SOURCE PASSAGE:
Eve of my heart. Loyal, even when I wasn’t. Patient in silent wait as I ran far to get away. A hand reached out to comfort and caress, to support and hold up. Never to hit. Never to pinch.

Listened to my litany of peeves and grouses every day of my life. Held me close in prayer. Kept my secrets. Never taunted. Never mocked. Humiliation was not her way. Neither was force or coercion. With her, no fear, betrayal or abuse.

Helped me build my marriage when I was bent on destroying it. Taught me how to cook, and to laugh when I couldn’t. Held me when the children didn’t come, but insinuations did. Patted and burped babies when they did come. Taught me that the best perfume was found in the folds of a baby’s fat neck, the softest pillow against a wee one’s fine down head.

[Data items]
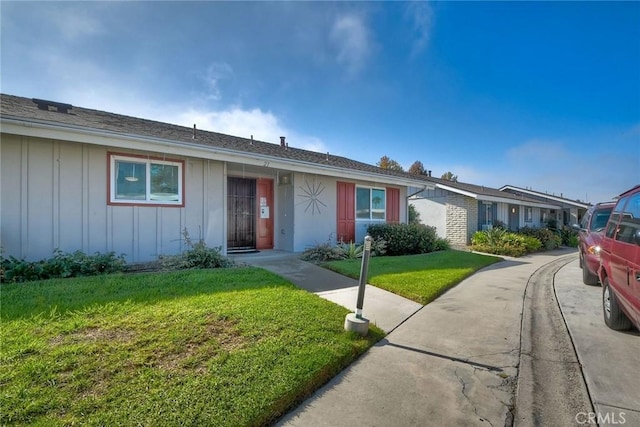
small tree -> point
(449, 176)
(387, 163)
(417, 168)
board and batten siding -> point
(54, 196)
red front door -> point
(346, 212)
(265, 213)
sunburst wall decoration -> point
(311, 194)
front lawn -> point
(421, 278)
(225, 347)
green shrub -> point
(407, 239)
(350, 250)
(324, 252)
(61, 265)
(502, 242)
(197, 255)
(569, 237)
(548, 238)
(321, 252)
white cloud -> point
(351, 39)
(264, 126)
(215, 73)
(420, 15)
(75, 21)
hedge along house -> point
(568, 211)
(457, 210)
(80, 179)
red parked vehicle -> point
(620, 263)
(590, 231)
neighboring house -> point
(457, 210)
(569, 211)
(80, 179)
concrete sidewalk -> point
(452, 362)
(384, 309)
(609, 359)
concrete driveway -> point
(610, 360)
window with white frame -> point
(370, 203)
(145, 181)
(528, 214)
(488, 214)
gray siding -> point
(54, 196)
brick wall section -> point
(472, 217)
(456, 219)
(462, 219)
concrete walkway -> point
(609, 359)
(384, 309)
(452, 362)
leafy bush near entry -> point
(548, 238)
(324, 252)
(502, 242)
(60, 266)
(569, 238)
(350, 250)
(407, 239)
(197, 255)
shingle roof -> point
(26, 108)
(483, 191)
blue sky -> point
(543, 95)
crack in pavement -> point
(464, 393)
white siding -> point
(314, 210)
(433, 212)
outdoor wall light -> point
(285, 179)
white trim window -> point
(488, 213)
(145, 181)
(371, 203)
(528, 214)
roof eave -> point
(65, 132)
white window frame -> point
(149, 199)
(371, 210)
(488, 213)
(528, 214)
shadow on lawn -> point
(23, 300)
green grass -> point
(421, 278)
(226, 347)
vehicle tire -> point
(588, 278)
(614, 317)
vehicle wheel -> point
(588, 278)
(613, 316)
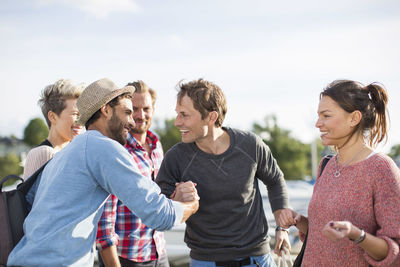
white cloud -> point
(97, 8)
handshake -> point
(186, 194)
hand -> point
(336, 230)
(284, 217)
(282, 240)
(185, 192)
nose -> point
(140, 114)
(131, 122)
(318, 123)
(177, 121)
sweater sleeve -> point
(36, 158)
(269, 172)
(116, 172)
(106, 236)
(387, 212)
(168, 174)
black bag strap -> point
(299, 258)
(8, 177)
(25, 186)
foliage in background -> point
(35, 132)
(168, 134)
(10, 164)
(293, 157)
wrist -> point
(280, 228)
(360, 238)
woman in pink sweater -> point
(354, 213)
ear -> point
(212, 117)
(355, 118)
(52, 116)
(106, 111)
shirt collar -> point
(151, 139)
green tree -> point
(292, 155)
(10, 164)
(35, 132)
(168, 134)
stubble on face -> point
(116, 128)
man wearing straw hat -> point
(61, 228)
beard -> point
(116, 128)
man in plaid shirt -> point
(122, 238)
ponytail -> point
(379, 99)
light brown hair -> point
(206, 97)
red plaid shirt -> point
(119, 226)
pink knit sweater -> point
(367, 194)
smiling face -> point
(188, 121)
(334, 123)
(64, 124)
(142, 112)
(121, 121)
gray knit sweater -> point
(230, 222)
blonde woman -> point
(58, 104)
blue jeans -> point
(263, 261)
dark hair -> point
(141, 87)
(370, 100)
(206, 97)
(113, 102)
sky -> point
(269, 57)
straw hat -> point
(96, 95)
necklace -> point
(339, 171)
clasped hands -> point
(185, 192)
(333, 230)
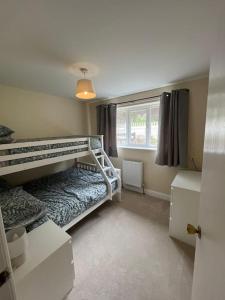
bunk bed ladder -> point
(107, 170)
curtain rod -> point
(140, 99)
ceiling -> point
(134, 45)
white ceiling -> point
(135, 45)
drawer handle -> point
(193, 230)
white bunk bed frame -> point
(102, 163)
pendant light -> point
(84, 88)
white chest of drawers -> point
(185, 194)
(48, 272)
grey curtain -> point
(173, 129)
(106, 125)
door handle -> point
(193, 230)
(4, 277)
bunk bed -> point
(70, 195)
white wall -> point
(32, 115)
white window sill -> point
(137, 148)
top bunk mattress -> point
(43, 146)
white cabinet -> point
(48, 272)
(185, 194)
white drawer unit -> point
(48, 272)
(185, 194)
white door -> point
(7, 287)
(209, 271)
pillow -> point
(4, 186)
(6, 139)
(19, 208)
(4, 131)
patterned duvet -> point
(67, 194)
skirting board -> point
(157, 195)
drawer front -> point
(52, 279)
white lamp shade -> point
(85, 89)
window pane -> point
(122, 127)
(154, 118)
(138, 127)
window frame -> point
(134, 108)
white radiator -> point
(133, 175)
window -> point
(137, 125)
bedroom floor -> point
(122, 251)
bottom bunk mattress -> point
(67, 194)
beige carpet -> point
(122, 251)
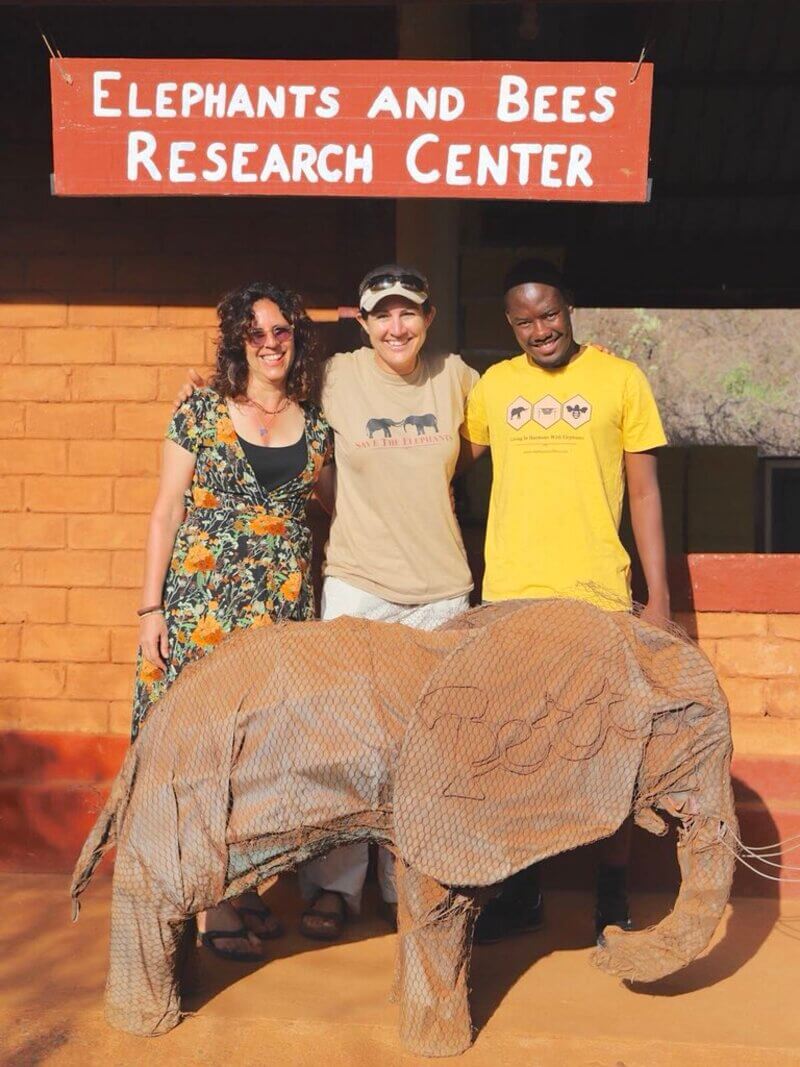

PROMPT 1: List every action that the tribute to Eve says she never did, using a single word for each.
PROMPT 2: Continue the tribute to Eve from the point where it stops.
The records have nothing to do with the tribute to Eve.

TASK RESULT 1: hit, pinch, taunted, mocked

TASK RESULT 2:
Then, one day, she looked to me in silent question, and I didn’t know how to say no, because how do you refuse a mother who watched her son die a violent death just because He loved? All I know is what she took, she keeps safe. I gave up to my mother because all she asked of me was to love. And when the grief mists refused to subside, she sent me tangerine butterflies in the rain to teach me death has no power over us.

Many journeys through caverns and valleys where the sun was not welcome. On a great search and wanting to be alone, although I never was, for Mother stayed close.

Lessons of trust and yielding finally learnt. I’ve finally come home to my Mother.